▸ **PROBLEM**
Your answer must be the exact lines from the one holding "Rules: pick out each instance of the small" through the final line of the records below, both included, and nothing more.

▸ **Referring expression pointing data**
· · · · ·
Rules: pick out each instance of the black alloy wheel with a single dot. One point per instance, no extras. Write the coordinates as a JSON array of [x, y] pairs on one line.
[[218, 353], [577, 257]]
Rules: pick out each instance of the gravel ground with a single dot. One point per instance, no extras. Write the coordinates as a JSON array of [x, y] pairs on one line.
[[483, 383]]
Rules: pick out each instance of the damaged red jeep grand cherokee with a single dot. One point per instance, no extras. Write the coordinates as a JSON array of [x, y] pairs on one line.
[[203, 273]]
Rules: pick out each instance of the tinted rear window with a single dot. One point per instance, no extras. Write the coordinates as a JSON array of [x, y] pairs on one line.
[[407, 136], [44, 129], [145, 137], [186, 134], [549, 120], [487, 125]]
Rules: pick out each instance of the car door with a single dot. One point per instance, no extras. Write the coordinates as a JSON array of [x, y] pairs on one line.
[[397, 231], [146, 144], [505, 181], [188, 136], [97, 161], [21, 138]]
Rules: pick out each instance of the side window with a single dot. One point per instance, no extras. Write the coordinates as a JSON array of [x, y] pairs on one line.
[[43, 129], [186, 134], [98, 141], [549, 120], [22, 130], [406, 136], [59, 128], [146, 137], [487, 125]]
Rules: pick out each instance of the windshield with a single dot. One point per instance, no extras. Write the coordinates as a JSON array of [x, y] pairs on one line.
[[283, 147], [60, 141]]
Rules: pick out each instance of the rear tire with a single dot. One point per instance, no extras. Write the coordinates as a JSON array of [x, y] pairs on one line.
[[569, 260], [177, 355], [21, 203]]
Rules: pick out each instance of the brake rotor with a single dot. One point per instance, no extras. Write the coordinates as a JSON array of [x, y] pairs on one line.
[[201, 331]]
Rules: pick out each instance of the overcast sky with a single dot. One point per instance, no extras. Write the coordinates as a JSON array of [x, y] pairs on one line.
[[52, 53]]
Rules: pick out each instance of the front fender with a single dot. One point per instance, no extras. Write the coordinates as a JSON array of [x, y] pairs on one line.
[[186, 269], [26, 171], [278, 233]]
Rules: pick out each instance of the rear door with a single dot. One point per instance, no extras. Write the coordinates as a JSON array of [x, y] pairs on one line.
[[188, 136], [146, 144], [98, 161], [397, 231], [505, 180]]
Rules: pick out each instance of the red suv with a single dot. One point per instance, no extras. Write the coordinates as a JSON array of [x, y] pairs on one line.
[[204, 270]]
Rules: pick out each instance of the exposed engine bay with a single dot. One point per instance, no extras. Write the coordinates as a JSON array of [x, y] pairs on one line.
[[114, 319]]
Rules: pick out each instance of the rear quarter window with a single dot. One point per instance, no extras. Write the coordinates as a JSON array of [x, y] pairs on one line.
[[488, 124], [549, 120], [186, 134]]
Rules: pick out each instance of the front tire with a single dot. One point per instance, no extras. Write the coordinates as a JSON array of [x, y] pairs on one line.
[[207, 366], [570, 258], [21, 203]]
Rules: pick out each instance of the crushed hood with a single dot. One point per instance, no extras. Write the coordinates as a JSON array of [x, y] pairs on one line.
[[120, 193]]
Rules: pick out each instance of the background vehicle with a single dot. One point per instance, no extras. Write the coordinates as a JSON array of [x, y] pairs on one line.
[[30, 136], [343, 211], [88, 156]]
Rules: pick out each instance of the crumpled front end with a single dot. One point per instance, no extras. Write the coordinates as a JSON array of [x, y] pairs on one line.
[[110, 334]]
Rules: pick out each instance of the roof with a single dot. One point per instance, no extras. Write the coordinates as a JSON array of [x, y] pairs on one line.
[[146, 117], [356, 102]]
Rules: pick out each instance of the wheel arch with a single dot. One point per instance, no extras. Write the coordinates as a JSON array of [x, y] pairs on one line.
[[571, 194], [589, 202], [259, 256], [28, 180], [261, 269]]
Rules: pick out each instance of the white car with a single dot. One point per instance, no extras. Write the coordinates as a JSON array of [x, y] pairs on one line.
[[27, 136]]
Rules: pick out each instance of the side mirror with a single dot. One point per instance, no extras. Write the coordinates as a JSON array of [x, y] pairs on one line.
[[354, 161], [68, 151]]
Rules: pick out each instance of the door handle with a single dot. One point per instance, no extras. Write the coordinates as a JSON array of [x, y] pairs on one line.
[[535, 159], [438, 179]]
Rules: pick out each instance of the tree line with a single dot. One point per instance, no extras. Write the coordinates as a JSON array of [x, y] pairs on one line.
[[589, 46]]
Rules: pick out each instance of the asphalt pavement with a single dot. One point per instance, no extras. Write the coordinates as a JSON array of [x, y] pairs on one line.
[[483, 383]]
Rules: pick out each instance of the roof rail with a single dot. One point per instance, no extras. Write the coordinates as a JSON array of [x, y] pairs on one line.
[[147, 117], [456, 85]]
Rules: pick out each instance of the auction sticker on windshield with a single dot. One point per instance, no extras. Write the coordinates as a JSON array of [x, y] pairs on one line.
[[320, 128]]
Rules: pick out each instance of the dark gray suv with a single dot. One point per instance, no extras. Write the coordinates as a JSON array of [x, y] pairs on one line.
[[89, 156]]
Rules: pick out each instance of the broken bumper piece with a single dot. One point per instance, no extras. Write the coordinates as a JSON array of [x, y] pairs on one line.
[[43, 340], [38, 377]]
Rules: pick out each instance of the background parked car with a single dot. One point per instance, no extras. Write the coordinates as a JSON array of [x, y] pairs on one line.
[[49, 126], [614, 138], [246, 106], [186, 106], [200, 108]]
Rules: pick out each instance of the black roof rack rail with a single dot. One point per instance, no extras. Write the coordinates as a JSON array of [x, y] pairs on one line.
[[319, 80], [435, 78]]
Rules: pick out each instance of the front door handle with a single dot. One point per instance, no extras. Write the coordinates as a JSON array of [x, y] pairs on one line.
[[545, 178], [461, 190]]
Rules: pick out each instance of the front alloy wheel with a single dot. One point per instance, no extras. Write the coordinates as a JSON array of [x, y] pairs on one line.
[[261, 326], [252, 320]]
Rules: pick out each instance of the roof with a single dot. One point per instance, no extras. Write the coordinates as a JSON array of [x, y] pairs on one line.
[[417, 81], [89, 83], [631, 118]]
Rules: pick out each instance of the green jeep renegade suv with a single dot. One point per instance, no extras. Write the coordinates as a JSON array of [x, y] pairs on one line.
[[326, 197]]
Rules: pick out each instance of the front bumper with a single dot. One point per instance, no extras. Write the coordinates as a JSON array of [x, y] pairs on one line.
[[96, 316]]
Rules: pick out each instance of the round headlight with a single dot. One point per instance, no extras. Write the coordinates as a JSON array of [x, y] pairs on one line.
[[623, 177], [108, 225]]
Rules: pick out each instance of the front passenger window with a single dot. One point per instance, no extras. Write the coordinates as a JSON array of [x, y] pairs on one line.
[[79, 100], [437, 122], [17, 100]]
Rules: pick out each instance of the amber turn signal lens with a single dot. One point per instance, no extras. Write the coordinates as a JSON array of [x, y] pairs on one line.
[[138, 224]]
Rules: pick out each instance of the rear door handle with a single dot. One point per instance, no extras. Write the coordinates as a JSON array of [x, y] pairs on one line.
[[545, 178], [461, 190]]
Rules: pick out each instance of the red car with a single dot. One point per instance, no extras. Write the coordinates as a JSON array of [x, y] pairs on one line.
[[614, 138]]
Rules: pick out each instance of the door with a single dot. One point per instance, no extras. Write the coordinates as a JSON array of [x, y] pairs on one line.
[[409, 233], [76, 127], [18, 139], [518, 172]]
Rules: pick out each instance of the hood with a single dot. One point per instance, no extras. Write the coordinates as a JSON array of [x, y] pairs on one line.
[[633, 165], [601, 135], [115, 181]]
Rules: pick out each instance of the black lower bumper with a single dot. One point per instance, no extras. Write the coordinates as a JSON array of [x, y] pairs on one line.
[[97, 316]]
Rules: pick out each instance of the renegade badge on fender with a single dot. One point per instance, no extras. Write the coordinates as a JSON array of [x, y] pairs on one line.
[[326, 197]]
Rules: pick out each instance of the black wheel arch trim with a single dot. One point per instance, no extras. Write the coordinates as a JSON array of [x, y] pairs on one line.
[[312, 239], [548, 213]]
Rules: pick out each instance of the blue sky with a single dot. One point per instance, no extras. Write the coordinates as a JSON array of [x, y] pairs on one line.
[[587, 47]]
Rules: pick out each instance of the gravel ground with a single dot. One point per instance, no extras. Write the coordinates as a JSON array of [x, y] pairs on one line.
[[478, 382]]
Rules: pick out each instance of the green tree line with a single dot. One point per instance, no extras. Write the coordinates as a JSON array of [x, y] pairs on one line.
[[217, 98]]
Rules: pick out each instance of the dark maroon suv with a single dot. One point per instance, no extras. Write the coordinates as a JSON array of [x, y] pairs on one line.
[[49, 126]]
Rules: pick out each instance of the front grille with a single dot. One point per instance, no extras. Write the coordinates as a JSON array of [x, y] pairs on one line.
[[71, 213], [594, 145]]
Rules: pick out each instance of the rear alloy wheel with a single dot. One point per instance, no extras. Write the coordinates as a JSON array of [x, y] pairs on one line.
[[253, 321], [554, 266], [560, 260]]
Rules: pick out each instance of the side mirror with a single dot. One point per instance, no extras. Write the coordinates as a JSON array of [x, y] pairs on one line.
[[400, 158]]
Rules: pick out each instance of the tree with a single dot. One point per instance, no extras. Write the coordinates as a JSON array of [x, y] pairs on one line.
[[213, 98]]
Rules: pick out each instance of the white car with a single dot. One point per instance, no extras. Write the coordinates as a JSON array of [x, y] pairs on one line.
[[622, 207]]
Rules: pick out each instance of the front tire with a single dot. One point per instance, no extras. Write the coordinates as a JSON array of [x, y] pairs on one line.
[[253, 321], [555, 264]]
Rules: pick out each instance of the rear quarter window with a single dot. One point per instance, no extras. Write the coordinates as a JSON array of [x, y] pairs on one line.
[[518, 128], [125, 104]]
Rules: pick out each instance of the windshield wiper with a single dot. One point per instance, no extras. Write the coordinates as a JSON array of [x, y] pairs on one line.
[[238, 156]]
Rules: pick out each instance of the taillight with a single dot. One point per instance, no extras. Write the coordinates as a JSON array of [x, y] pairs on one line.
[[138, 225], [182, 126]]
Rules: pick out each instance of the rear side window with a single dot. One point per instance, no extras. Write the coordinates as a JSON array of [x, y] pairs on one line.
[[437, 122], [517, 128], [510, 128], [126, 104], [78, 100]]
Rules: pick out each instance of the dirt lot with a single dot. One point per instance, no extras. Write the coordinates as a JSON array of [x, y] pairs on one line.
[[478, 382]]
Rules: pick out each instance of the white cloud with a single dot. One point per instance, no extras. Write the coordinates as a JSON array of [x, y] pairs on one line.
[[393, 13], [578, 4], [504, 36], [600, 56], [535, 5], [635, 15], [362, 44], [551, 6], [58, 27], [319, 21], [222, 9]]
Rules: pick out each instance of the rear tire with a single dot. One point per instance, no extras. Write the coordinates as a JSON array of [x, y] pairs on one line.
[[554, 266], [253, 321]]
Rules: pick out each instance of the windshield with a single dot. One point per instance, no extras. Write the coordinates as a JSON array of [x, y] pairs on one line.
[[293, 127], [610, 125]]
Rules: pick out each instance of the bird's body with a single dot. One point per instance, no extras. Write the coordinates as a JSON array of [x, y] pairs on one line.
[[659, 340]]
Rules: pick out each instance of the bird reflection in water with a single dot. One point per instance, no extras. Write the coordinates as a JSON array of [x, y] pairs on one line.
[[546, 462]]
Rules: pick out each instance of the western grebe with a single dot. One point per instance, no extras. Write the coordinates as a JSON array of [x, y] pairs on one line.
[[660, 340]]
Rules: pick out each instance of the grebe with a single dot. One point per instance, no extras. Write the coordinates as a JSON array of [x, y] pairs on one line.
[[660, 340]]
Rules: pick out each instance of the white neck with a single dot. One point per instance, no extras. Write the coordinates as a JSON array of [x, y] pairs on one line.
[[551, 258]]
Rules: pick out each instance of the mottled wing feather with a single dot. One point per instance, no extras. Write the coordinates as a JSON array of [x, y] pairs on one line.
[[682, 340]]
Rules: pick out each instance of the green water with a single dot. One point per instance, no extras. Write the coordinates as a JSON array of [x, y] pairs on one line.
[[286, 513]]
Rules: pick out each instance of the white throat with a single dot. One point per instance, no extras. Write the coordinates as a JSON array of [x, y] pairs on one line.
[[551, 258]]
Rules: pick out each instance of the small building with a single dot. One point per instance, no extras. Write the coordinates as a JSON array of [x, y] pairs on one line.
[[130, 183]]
· · · · ·
▸ **ANSWER SPACE**
Rules: pick out each instance of the small building with a single dot. One point per instance, no extras. Write the coordinates as a JSON array of [x, y] pairs on one line.
[[130, 183]]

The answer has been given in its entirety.